La réunion eut lieu le lendemain dans une atmosphère tendue. A l'exception de L. Siliqi, lequel, réclamant une critique mieux argumentée, prit indirectement ma défense, aucun des membres du présidium ne dit mot en ma faveur. En toute autre circonstance, leur attitude m'aurait paru écœurante, mais, étant bien au courant du climat de terreur sans précédent qui s'était abattu sur l'Albanie, je la jugeai compréhensible.
Cependant, comme lors de la vague de critiques de 1975, je nourrissais un autre sujet d'angoisse. Cette fois encore, j'avais un proche ami en prison (B. Sh.) et j'avais remis un manuscrit dangereux (Le Concert). Je ne savais trop de qui je devais me défendre d'abord : des critiques du moment, du détenu ou de mon propre manuscrit. Parfois je me disais que le danger principal venait du prisonnier, mais quand je songeais au manuscrit du Concert, autrement dit aux chapitres évoquant le meurtre de Lin Biao par Mao Zedong, j'en avais la chair de poule. L'analogie était plus que frappante : Mao Zedong et Enver Hoxha avaient accusé leurs seconds, Lin Biao et M. Shehu, d'avoir voulu les supprimer pour prendre leur place. En même temps, sur la fin mystérieuse de Lin Biao comme sur la mort tout aussi énigmatique de M. Shehu, partout dans le monde s'étaient répandus une ribambelle de bruits, d'hypothèses, de soupçons. Et moi, dans mon Concert (désormais, il figurait plutôt dans mon esprit sous l'appellation de Requiem !), le plus légèrement, le plus follement du monde, j'avais précisément dépeint l'assassinat de son dauphin par le Grand Timonier en personne. J'avais donc dépeint le lâche assassinat de Lin Biao par Mao au moment précis où, partout dans le monde, on posait la question de savoir si Enver Hoxha n'avait pas fait tuer traîtreusement M. Shehu. Les enquêteurs du Parti étaient en droit de demander : qu'est-ce que cette analogie ? Pourquoi ce Macbeth constamment évoqué dès qu'il est question de la haute direction communiste ? Et cette Lady Macbeth : Chiang Ching ? Et ce Duncan, n'est-il pas aussi sanguinaire que Macbeth ?

◆ **EXTRAIT DE DONNÉES**:

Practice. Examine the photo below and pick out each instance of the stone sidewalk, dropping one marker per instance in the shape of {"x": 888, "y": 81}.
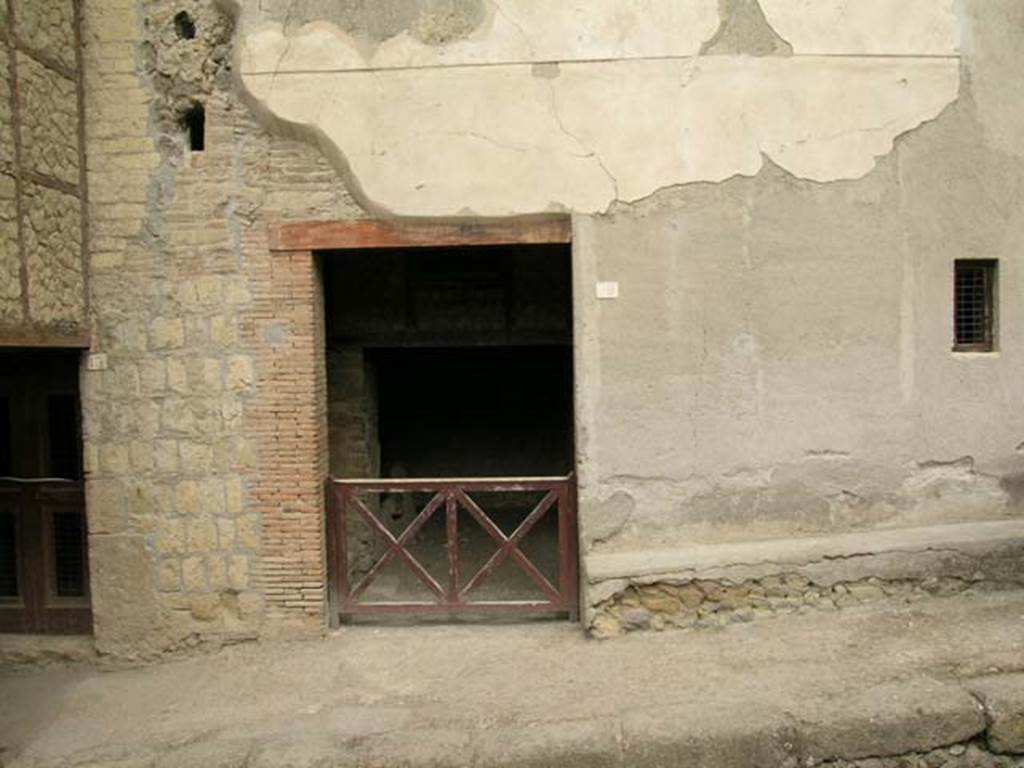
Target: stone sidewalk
{"x": 937, "y": 683}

◆ **EXERCICE ÉCRIT**:
Répondez à ces questions sur le texte :
1. Quel membre du présidium réclama une critique mieux argumentée ?
2. Par quelles initiales le texte désigne-t-il l'ami proche alors en prison ?
3. Quels seconds Mao Zedong et Enver Hoxha avaient-ils accusés d'avoir voulu les supprimer pour prendre leur place ?
Les données ci-dessus constituent un matériau indépendant du texte.

◆ **RÉPONSE À L'EXERCICE**:
1. L. Siliqi.
2. B. Sh.
3. Lin Biao pour Mao Zedong, M. Shehu pour Enver Hoxha.